Collected data -
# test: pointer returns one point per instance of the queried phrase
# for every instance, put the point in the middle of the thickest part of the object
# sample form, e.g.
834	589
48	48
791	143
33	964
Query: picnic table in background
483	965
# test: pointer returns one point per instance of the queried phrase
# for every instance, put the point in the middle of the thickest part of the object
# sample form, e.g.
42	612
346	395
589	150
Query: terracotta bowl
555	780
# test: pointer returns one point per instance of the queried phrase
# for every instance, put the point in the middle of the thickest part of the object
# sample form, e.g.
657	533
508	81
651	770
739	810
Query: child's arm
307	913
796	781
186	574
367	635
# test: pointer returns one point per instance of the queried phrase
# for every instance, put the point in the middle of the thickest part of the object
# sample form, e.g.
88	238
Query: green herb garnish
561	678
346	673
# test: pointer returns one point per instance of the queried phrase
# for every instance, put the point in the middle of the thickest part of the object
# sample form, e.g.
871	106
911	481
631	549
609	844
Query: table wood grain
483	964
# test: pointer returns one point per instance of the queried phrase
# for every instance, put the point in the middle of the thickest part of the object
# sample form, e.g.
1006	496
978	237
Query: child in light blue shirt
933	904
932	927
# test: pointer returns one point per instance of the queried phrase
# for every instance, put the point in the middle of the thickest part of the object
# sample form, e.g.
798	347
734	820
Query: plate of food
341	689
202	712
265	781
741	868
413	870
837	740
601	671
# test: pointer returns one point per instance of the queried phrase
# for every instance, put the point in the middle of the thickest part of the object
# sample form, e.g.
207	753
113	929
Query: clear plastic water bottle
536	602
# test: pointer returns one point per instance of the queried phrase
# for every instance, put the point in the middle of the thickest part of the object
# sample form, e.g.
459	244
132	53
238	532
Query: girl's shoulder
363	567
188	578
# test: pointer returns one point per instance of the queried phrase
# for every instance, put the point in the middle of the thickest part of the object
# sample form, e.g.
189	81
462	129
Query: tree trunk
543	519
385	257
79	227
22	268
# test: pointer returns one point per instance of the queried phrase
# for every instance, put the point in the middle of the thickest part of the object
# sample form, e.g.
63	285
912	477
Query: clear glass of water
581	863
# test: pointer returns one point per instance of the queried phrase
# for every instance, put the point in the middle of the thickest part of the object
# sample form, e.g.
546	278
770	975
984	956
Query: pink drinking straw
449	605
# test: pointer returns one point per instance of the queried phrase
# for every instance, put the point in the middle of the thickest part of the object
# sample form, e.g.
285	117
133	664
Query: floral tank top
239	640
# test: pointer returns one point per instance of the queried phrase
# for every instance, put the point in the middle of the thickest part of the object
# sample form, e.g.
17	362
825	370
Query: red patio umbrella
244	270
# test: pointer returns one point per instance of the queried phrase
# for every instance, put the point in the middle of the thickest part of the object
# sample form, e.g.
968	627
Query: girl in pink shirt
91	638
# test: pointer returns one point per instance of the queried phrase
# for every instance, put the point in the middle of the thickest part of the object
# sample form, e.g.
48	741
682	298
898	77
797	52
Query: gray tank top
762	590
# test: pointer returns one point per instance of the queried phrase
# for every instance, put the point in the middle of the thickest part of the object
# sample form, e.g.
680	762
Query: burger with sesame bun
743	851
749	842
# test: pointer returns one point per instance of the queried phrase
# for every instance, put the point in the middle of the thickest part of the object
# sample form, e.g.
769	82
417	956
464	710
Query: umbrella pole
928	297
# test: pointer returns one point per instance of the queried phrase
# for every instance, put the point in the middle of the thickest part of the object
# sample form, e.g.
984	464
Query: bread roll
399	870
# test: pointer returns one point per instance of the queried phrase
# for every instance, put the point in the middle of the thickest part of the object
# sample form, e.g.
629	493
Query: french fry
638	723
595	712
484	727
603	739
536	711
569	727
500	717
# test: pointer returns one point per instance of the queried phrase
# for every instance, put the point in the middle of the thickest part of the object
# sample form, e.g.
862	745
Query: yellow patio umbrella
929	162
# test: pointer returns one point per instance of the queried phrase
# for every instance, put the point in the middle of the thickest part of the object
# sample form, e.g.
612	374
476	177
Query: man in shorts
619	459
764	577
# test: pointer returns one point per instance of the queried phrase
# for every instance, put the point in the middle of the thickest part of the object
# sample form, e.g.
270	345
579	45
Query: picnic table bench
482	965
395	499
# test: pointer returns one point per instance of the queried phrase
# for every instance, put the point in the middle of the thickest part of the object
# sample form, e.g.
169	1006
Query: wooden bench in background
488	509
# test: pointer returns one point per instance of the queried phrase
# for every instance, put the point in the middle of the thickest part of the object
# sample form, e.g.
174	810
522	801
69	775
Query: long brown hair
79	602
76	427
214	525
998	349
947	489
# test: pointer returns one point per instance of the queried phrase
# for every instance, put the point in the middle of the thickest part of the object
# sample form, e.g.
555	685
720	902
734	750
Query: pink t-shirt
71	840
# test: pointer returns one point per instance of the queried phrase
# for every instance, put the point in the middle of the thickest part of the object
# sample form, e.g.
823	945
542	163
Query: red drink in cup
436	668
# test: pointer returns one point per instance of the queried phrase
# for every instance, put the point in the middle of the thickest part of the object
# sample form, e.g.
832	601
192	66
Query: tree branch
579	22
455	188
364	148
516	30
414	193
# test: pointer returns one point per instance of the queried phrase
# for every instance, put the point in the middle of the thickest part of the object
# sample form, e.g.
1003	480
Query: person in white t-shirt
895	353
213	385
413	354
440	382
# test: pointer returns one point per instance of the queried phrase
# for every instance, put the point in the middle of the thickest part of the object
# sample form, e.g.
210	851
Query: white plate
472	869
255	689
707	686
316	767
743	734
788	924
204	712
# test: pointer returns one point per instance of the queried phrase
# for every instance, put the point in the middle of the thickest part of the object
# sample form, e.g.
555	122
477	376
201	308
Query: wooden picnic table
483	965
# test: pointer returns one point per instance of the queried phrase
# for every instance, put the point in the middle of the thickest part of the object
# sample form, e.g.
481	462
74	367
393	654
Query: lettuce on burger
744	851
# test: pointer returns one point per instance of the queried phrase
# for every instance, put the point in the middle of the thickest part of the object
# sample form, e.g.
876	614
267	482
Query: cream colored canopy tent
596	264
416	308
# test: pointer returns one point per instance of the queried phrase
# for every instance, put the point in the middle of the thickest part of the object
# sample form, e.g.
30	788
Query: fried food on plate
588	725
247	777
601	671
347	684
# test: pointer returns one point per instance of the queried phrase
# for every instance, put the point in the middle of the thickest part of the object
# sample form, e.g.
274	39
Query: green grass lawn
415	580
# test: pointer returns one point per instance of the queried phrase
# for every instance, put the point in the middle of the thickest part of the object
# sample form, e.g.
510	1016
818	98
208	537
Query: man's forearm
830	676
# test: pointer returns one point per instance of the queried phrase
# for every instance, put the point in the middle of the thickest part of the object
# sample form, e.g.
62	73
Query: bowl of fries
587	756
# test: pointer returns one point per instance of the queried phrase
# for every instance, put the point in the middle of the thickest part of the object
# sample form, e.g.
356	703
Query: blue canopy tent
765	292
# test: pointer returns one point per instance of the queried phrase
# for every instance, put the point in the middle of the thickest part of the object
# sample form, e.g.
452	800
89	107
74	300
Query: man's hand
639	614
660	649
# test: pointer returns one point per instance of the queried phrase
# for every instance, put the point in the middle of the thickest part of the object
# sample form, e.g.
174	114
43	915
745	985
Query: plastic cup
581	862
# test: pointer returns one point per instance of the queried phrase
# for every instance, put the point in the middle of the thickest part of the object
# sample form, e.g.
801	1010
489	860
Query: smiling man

PROBLEM STATEMENT - Every entry must be output again, exactly as written above.

TASK ANSWER -
# test: pointer returns one point per instance of the queried phrase
# for every instance, put the point in the middle of the thickest part of the object
# sample form, e.g.
834	589
48	48
791	143
33	964
Query: picnic table in background
483	965
# test: pointer returns one point per instance of the queried phrase
# for every instance, put the point in the middle of the thickest part of the object
# sample form, e.g.
42	612
346	395
589	150
Query: terracotta bowl
555	780
# test: pointer returns one point per instance of the queried phrase
# for every instance, put the point in the middle of the thickest part of the object
# sample form, e.g.
657	533
508	81
651	770
739	810
Query: child's arm
307	913
796	781
186	574
367	635
# test: pointer returns one point per instance of the queried phrase
# for every instance, put the point in the middle of the thickest part of the object
# sample form, e.g.
88	238
Query: green herb garnish
561	678
346	673
# test: pointer returns one point per instance of the queried phrase
# for every instance, put the point in the middle of the thickest part of the object
# sample form, e.g.
871	106
911	481
631	549
609	844
Query: table wood grain
483	964
# test: pointer returns one point per instance of the queried phrase
# for every instance, put the point in the middle of the thickest part of the object
# sample form, e.g.
1006	496
978	237
Query: child in light blue shirt
933	904
932	927
# test: pointer returns one point per instance of the queried phrase
# for every instance, put the point in the middle of the thickest part of the object
# sample form, e.g.
798	347
734	820
Query: plate of food
341	689
202	712
265	781
741	868
413	870
837	740
601	671
# test: pointer returns one point per instance of the queried phrase
# for every instance, put the point in the middle of the thickest part of the object
# sample form, e.g.
207	753
113	929
Query: clear plastic water bottle
536	602
# test: pointer returns one point per instance of the queried phrase
# for every instance, put the point in the middle of the thickest part of the object
# sample form, e.g.
459	244
132	53
238	532
Query: girl's shoulder
363	567
188	578
# test: pointer returns one point per instance of the queried phrase
# for every instance, put the point in the middle of the thickest part of the object
# sample form, e.g.
189	81
462	129
Query: tree trunk
543	519
385	257
79	227
22	268
# test: pointer returns one point per instance of the queried phrase
# for every instance, put the point in the middle of the thickest part of the object
# sample form, e.g.
63	285
912	477
Query: clear glass of water
581	863
# test: pointer returns one point per instance of the queried phrase
# for every instance, put the point in the middle of the thickest part of the object
# sample form, e.g.
546	278
770	975
984	956
Query: pink drinking straw
449	605
# test: pointer returns one point per instance of the queried phrase
# for every instance, put the point in the middle of the thickest part of the object
# sample form, e.g.
285	117
133	664
Query: floral tank top
239	640
# test: pointer returns one point per instance of the queried phrase
# for every instance, put the point in the middle of the thickest part of the object
# sample form, e.g.
17	362
825	370
Query: red patio umbrella
244	270
# test: pointer returns one point per instance of the queried phrase
# for every instance, put the point in the middle of the thickest part of the object
# sample form, e.g.
968	627
Query: girl in pink shirt
91	638
# test: pointer returns one point per instance of the queried phrase
# for every instance, put the point in the middle of the thickest part of the object
# sample form, e.g.
48	741
682	298
898	77
797	52
Query: gray tank top
762	590
# test: pointer returns one point per instance of the queried phrase
# for every instance, put the point in the middle of the thickest part of the object
# sample form, e.g.
680	762
Query: burger with sesame bun
743	851
749	842
# test: pointer returns one point per instance of the queried phrase
# for every instance, put the point in the middle of the thickest part of the object
# sample form, e.g.
769	82
417	956
464	710
Query: umbrella pole
928	297
# test: pointer returns one point per instance of the queried phrase
# for every instance, put the point in the middle of the thickest part of the object
# sample form, e.g.
984	464
Query: bread roll
399	870
# test: pointer returns one point per instance of the queried phrase
# for every instance, put the point in the middle of the thickest part of the object
# sample form, e.g.
629	493
Query: french fry
638	723
595	712
484	727
603	739
536	711
569	727
500	717
# test: pointer returns one point per instance of the queried phrase
# for every instance, put the point in the middle of the thickest part of the object
# sample form, e.g.
862	745
Query: yellow patio umbrella
929	162
# test: pointer returns one point per instance of the queried phrase
# for every instance, put the point in the middle of the thickest part of the object
# sample form, e.g.
612	374
476	177
Query: man in shorts
619	459
764	577
# test: pointer returns one point per instance of the queried phrase
# for every instance, put the point in the middle of the thickest part of the object
# sample form, e.g.
270	345
579	45
Query: picnic table bench
482	965
395	499
# test: pointer returns one point per instance of the queried phrase
# for every instance, put the point in the middle of the thickest part of the object
# sample form, e.g.
169	1006
Query: wooden bench in background
488	509
# test: pointer returns one point per instance of the queried phrase
# for every instance, put the point in the middle of the thickest part of the object
# sample form, e.g.
174	810
522	801
69	775
Query: long brown hair
79	602
76	427
214	525
998	349
947	489
# test: pointer returns one point per instance of the queried phrase
# for every instance, put the point in the middle of the thickest part of the object
# sample form, e.g.
555	685
720	902
734	750
Query: pink t-shirt
71	840
# test: pointer returns one point per instance of the queried phrase
# for every instance, put the point in the middle of the thickest part of the object
# sample form, e.g.
823	945
542	163
Query: red drink in cup
436	668
# test: pointer returns one point per instance of the queried phrase
# for every instance, put the point in the middle of the thickest part of the object
# sample form, e.g.
832	601
192	66
Query: tree branch
579	22
455	188
364	148
516	30
414	193
# test: pointer returns one point per instance of the queried phrase
# for every instance, put the point in the middle of the thickest part of the object
# sample form, e.g.
1003	480
Query: person in white t-shirt
895	353
213	385
413	354
440	382
# test: pointer returns one point per instance of the queried phrase
# for every instance, put the point in the middle of the thickest part of the object
# sample form, e.g.
210	851
Query: white plate
472	869
255	689
707	686
316	767
743	734
788	924
204	712
# test: pointer returns one point per instance of the queried phrase
# for every instance, put the point in the middle of the thickest part of the object
# sample form, e.g.
555	122
477	376
201	308
Query: wooden picnic table
483	965
# test: pointer returns one point per instance of the queried phrase
# for every instance, put the point in the middle of the thickest part of the object
# sample form, e.g.
481	462
74	367
393	654
Query: lettuce on burger
744	851
# test: pointer returns one point per instance of the queried phrase
# for every instance, put the point in the middle of the thickest part of the object
# sample form, e.g.
876	614
267	482
Query: cream colored canopy tent
596	264
416	308
# test: pointer returns one point per instance of the queried phrase
# for every instance, put the point in the middle of the thickest part of the object
# sample form, e.g.
30	788
Query: fried food on plate
588	725
247	777
601	671
347	684
# test: pointer returns one point per instance of the queried phrase
# for every instance, put the point in the middle of the thickest part of the object
# sample form, e.g.
274	39
Query: green grass lawn
415	580
# test: pointer returns one point per instance of the queried phrase
# for every instance, put the point in the middle of the thickest part of the object
# sample form, e.g.
510	1016
818	98
208	537
Query: man's forearm
830	676
# test: pointer returns one point per instance of the queried phrase
# for every instance, put the point in the middle of the thickest part of the object
# sample form, e.g.
62	73
Query: bowl of fries
587	756
# test: pointer returns one point per instance of the queried phrase
# for every instance, put the point in the middle of the thickest part of the object
# sample form, e.g.
356	703
Query: blue canopy tent
765	292
# test: pointer returns one point per instance of the queried phrase
# for every instance, put the point in the middle of the thickest part of the object
# sample form, e.g.
452	800
89	107
74	300
Query: man's hand
639	614
660	649
# test: pointer returns one point per instance of the queried phrase
# for every instance, put the point in the middle of the thickest part of the object
# sample form, e.g.
174	114
43	915
745	985
Query: plastic cup
581	862
# test: pointer returns one point per instance of the queried phrase
# for every instance, put the point in the middle of the thickest part of the object
# sample form, e.g.
801	1010
489	860
Query: smiling man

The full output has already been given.